• _Provided data_

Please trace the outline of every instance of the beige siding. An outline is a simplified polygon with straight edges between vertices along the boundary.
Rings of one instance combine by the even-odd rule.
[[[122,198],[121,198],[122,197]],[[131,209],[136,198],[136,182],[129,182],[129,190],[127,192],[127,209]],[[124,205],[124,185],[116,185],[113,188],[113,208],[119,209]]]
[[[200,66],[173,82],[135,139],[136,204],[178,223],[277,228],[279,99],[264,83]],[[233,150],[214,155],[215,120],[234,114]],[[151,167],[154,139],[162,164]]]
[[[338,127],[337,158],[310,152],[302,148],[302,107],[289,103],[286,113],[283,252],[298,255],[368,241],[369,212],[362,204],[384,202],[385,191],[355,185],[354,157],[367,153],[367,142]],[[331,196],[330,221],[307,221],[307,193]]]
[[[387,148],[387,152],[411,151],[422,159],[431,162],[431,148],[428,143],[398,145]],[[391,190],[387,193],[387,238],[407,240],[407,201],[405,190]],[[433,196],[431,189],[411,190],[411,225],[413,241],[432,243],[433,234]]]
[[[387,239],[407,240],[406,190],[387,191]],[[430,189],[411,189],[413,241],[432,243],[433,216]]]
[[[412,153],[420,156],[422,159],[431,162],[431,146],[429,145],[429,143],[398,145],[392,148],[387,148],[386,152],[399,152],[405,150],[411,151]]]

• _Assignment_
Nothing in the material should be left out; output it exactly.

• _Task response_
Please trace the outline of every instance of the beige siding. An outline is a simplified polygon with straight edges between vertices along the boundary.
Rings of one instance combine by the even-odd rule.
[[[122,198],[121,198],[122,197]],[[131,209],[136,198],[136,182],[129,182],[129,190],[127,192],[127,209]],[[124,205],[124,185],[116,185],[113,188],[113,208],[119,209]]]
[[[200,66],[173,82],[135,139],[136,204],[178,223],[277,228],[279,99],[264,83]],[[233,150],[214,155],[215,120],[234,114]],[[151,167],[154,139],[162,164]]]
[[[338,127],[337,158],[310,152],[302,148],[302,107],[289,103],[286,113],[283,252],[298,255],[368,241],[369,212],[362,204],[384,202],[385,191],[355,185],[354,157],[367,153],[367,142]],[[331,196],[330,221],[307,221],[307,193]]]
[[[387,148],[387,152],[411,151],[422,159],[431,162],[431,148],[428,143],[398,145]],[[391,190],[387,193],[387,238],[407,240],[407,201],[405,190]],[[433,196],[431,189],[411,190],[411,225],[413,241],[432,243],[433,234]]]
[[[387,239],[407,240],[406,190],[387,191]],[[430,189],[411,189],[413,241],[432,243],[433,216]]]
[[[412,153],[420,156],[422,159],[431,162],[431,146],[429,145],[429,143],[398,145],[392,148],[387,148],[386,152],[399,152],[405,150],[411,151]]]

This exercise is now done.